Write the next part of the forum thread about the bocote pen, beginning with the reply under the last poster's name.

- Page excerpt -
--- start ---

# Bocote Full Size Gent



## Jdaschel (Aug 31, 2012)

I havent turned very much lately. But this one was an order. It is a bocote put on a Full Size Rhodium Dayacom Gent Rollerball. The finish is CA. 
Thanks for looking. 

James


----------



## DKMD (Aug 31, 2012)

That's a handsome pen!


----------



## woodtickgreg (Aug 31, 2012)

Very very nice! a beautiful pen for sure! looks perfect.


----------



## JimH (Sep 1, 2012)

Beautiful pen.I love that blank and it goes great with that kit.
Great work!!


----------



## Mike1950 (Sep 1, 2012)

Very nice Pen


----------



## BassBlaster (Sep 1, 2012)

Very nice!! Fit and finish is spot on!!


----------



## NYWoodturner (Sep 1, 2012)

--- end ---

- Provided material -
--- start ---

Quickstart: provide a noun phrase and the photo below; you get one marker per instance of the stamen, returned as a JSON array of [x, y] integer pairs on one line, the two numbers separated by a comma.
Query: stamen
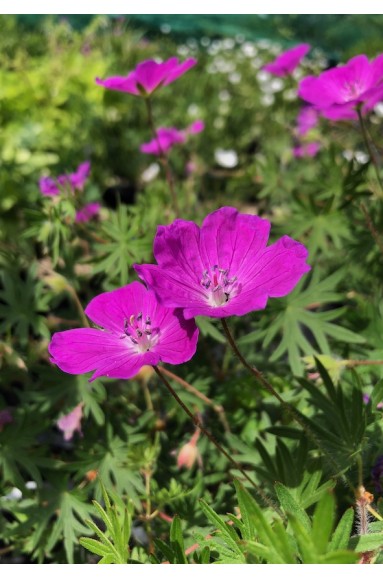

--- end ---

- Result -
Nice job James ! Very Regal look.
Scott


----------



## Vern Tator (Sep 2, 2012)

Very Nice!


----------



## DKMD (Sep 2, 2012)

NYWoodturner said:


> Nice job James ! Very Tegal look.
> Scott



Tegal… That's the word I was looking for!


----------



## NYWoodturner (Sep 2, 2012)

DKMD said:


> NYWoodturner said:
> 
> 
> > Nice job James ! Very Tegal look.
> ...



 lol. Typing was never my forte.


----------



## BarbS (Sep 4, 2012)

A very handsome pen!


----------



## McBryde (Oct 9, 2012)

Very sharp. The wood has beautiful grain in it and you chose a nice kit for that dark wood.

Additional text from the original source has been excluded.